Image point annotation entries
**********

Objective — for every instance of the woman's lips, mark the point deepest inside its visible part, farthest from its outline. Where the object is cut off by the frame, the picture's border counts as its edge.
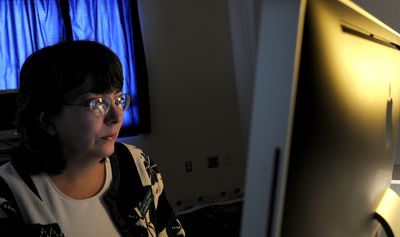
(110, 137)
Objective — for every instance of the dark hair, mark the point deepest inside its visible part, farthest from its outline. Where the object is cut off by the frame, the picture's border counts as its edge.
(46, 76)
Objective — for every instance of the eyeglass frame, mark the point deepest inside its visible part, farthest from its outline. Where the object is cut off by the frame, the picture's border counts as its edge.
(88, 103)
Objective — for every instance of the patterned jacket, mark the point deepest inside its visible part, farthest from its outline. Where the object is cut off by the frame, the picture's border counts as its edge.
(136, 200)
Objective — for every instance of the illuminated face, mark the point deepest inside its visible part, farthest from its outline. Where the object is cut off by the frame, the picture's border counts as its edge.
(83, 134)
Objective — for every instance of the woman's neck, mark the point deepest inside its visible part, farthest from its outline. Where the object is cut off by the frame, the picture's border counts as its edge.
(81, 182)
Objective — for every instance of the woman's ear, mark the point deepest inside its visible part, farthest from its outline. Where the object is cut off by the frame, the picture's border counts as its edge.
(46, 124)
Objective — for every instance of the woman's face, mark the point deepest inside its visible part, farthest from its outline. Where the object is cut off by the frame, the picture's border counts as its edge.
(82, 133)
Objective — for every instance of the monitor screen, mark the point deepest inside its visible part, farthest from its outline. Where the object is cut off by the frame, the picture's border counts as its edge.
(321, 151)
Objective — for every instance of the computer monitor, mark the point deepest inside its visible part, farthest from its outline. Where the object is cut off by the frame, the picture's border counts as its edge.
(325, 121)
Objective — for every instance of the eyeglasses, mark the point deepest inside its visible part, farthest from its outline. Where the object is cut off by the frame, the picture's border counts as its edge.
(101, 106)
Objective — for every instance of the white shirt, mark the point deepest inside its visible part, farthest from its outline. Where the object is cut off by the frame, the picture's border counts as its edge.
(87, 217)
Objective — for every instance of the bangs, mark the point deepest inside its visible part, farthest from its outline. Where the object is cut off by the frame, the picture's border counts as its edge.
(103, 66)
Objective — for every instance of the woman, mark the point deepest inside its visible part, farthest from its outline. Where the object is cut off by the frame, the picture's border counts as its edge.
(69, 177)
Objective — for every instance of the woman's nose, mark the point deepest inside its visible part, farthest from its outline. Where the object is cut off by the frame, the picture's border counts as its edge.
(114, 114)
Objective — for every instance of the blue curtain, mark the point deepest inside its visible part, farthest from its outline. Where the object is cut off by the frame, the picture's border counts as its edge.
(25, 27)
(28, 25)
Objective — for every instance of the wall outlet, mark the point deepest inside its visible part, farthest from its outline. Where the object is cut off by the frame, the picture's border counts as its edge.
(213, 162)
(226, 159)
(188, 166)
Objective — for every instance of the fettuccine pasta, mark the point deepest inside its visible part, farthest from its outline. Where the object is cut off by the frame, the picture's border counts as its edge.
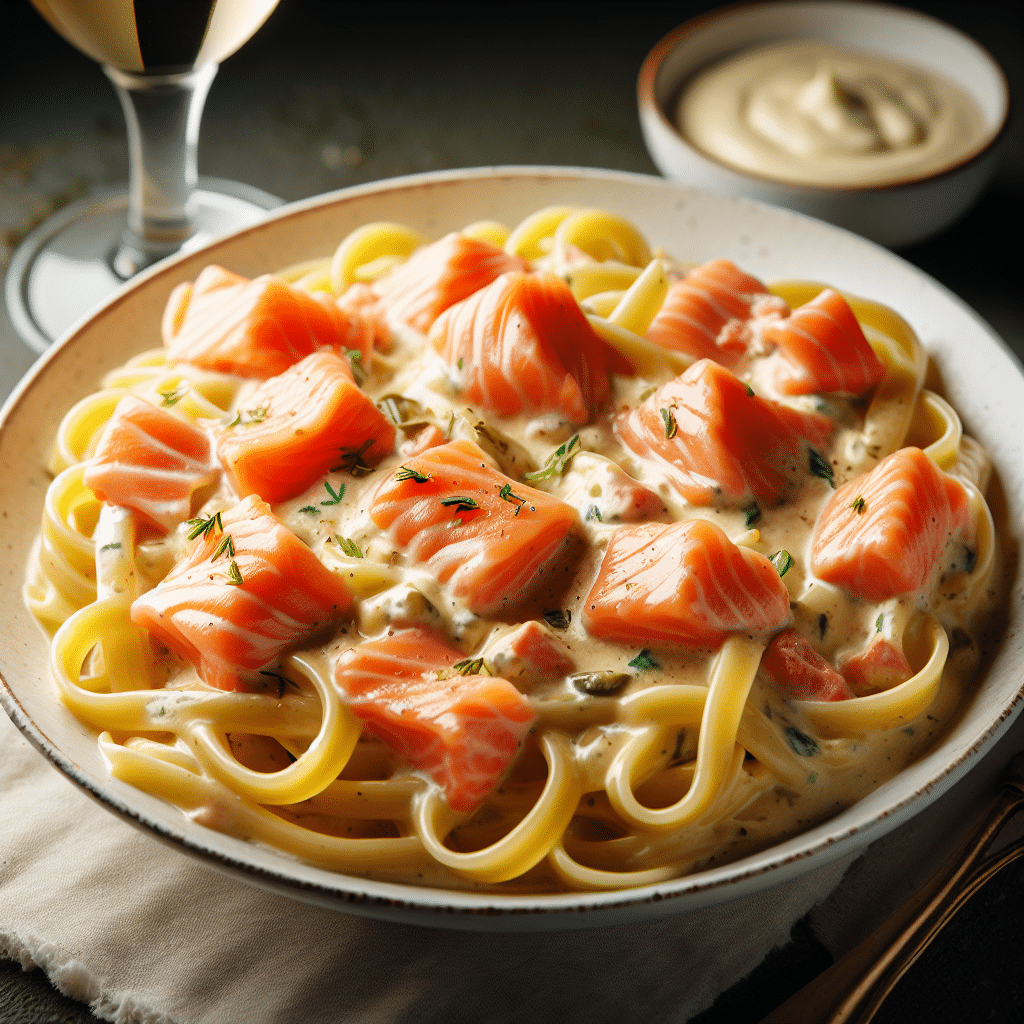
(527, 558)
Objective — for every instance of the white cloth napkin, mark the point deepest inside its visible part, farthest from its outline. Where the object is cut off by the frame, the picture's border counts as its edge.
(143, 933)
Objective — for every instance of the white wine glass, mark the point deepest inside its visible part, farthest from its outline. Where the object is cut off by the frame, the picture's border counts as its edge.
(161, 58)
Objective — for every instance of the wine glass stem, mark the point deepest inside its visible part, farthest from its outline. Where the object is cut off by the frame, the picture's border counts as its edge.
(163, 114)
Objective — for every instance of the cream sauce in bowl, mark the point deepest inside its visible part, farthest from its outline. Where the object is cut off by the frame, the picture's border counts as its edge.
(810, 113)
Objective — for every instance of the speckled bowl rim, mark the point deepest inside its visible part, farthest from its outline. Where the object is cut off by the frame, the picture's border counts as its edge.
(658, 202)
(647, 98)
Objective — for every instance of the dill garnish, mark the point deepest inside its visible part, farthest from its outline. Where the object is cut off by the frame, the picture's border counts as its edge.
(644, 660)
(670, 423)
(246, 418)
(557, 461)
(802, 744)
(404, 473)
(349, 547)
(820, 466)
(336, 496)
(471, 667)
(225, 545)
(203, 526)
(173, 395)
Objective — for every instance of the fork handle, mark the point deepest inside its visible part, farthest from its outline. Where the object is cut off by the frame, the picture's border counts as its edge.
(852, 989)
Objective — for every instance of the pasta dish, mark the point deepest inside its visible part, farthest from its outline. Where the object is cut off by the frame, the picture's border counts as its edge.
(524, 559)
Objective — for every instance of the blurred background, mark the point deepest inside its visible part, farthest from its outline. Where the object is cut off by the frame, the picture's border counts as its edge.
(330, 94)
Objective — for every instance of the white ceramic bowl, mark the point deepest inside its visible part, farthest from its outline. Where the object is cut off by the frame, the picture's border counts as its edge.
(771, 243)
(894, 215)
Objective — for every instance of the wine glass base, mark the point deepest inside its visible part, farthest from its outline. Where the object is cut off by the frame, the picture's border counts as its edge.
(64, 269)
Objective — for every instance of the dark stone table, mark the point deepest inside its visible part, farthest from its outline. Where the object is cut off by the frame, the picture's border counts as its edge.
(326, 96)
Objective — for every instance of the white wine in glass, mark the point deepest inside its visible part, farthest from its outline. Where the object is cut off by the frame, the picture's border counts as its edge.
(161, 56)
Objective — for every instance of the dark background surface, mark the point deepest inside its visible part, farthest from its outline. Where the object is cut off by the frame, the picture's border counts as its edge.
(329, 94)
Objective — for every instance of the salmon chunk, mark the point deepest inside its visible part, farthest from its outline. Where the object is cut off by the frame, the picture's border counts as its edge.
(463, 731)
(799, 672)
(714, 438)
(469, 524)
(298, 426)
(882, 535)
(823, 349)
(256, 328)
(438, 275)
(715, 312)
(249, 591)
(682, 583)
(522, 344)
(152, 462)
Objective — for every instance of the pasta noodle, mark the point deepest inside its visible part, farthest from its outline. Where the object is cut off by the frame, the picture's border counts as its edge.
(645, 749)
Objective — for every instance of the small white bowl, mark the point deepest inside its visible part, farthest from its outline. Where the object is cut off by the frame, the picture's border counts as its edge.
(896, 214)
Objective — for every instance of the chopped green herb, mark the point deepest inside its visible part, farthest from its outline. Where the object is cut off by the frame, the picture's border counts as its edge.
(354, 357)
(225, 545)
(248, 417)
(173, 395)
(820, 466)
(404, 473)
(507, 495)
(471, 667)
(802, 744)
(204, 526)
(349, 547)
(599, 684)
(461, 503)
(351, 460)
(557, 461)
(336, 496)
(644, 660)
(558, 619)
(390, 409)
(670, 423)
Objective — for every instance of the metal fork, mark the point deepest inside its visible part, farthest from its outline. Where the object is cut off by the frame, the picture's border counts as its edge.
(853, 988)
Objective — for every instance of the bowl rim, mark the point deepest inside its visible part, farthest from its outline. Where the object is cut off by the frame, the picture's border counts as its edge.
(465, 909)
(651, 110)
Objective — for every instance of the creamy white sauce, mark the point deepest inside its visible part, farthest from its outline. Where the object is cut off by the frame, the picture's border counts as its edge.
(809, 113)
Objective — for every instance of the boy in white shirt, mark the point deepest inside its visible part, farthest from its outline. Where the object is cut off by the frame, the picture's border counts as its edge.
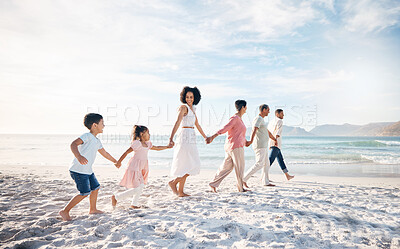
(81, 168)
(275, 127)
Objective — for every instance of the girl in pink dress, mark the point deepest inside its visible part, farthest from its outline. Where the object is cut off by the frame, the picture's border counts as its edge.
(137, 172)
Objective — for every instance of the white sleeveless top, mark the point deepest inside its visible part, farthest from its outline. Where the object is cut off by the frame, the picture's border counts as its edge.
(186, 157)
(190, 119)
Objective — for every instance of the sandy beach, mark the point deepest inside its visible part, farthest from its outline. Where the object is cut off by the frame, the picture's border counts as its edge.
(308, 212)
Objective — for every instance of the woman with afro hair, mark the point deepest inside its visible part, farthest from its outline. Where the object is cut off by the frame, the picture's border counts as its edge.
(186, 160)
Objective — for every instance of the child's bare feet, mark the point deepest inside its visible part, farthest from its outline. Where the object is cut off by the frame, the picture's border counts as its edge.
(113, 201)
(289, 177)
(183, 195)
(64, 215)
(96, 211)
(172, 185)
(213, 189)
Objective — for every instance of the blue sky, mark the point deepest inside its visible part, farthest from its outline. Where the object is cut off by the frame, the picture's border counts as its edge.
(321, 61)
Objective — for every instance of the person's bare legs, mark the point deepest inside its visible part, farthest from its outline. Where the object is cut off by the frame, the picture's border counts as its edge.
(213, 189)
(172, 184)
(64, 213)
(113, 201)
(181, 186)
(93, 202)
(289, 177)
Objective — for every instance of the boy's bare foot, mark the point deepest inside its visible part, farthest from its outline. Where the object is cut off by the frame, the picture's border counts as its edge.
(113, 201)
(213, 189)
(245, 190)
(289, 177)
(96, 211)
(64, 215)
(183, 195)
(173, 187)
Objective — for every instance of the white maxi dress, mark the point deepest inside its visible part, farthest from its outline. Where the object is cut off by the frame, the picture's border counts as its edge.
(186, 156)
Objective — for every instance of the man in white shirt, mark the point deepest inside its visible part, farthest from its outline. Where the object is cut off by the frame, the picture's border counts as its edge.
(275, 127)
(260, 134)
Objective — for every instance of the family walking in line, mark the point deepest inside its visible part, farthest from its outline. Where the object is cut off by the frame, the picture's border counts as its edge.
(186, 160)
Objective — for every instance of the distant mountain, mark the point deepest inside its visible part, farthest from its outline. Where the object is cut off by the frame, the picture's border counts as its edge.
(287, 131)
(372, 129)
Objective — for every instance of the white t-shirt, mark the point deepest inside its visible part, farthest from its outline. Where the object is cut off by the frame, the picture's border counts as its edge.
(261, 138)
(275, 127)
(88, 149)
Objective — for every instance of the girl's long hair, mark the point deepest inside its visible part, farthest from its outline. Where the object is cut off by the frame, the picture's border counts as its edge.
(137, 129)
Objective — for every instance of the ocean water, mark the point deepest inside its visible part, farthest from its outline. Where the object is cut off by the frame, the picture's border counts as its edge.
(366, 156)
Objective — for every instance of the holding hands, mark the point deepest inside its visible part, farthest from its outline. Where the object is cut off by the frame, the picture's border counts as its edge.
(210, 139)
(82, 160)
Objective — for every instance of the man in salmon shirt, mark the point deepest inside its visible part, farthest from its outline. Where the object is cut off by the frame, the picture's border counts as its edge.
(234, 148)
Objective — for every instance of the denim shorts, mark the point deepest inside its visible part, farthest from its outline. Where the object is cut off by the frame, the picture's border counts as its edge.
(85, 183)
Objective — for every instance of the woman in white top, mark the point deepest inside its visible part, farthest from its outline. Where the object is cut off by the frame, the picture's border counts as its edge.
(186, 157)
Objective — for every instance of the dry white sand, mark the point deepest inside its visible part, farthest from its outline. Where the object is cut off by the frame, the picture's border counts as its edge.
(307, 212)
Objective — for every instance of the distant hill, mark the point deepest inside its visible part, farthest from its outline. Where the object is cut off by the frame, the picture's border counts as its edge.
(372, 129)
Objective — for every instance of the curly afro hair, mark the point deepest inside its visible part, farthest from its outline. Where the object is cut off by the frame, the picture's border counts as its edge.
(196, 94)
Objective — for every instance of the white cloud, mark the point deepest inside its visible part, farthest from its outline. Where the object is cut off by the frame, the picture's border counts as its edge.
(366, 16)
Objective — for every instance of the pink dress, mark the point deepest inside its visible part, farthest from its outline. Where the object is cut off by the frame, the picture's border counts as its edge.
(137, 171)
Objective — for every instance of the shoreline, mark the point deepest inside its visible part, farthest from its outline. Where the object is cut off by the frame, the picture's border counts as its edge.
(306, 212)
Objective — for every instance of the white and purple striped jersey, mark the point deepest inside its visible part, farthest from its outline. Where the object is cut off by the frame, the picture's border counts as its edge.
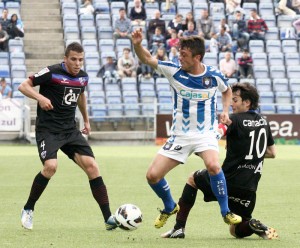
(194, 98)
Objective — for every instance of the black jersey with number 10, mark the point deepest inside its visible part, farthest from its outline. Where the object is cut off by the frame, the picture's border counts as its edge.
(63, 90)
(247, 139)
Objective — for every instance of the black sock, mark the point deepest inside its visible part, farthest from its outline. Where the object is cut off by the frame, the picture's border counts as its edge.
(39, 184)
(100, 194)
(243, 229)
(186, 202)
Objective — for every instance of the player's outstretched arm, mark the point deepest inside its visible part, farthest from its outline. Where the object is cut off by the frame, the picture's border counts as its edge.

**********

» What the task requires: Quote exactly what appears from the line containing "Objective — for every instance of the black sock, mark" through the final line of the listing above, including both of those lines.

» Problem solution:
Objective — for every instance of the black sock, mark the point deepest inside its visible part, farthest from its outline. Where the object is cut off by the frame, the picture's border counts as its edge.
(39, 184)
(100, 194)
(243, 229)
(186, 202)
Objective — for every instance of the player's outstretched arm, mark the point deepest inside its visible part, farthest from its outline. Where the object is cut off by the frame, the picture's border counts as its edge.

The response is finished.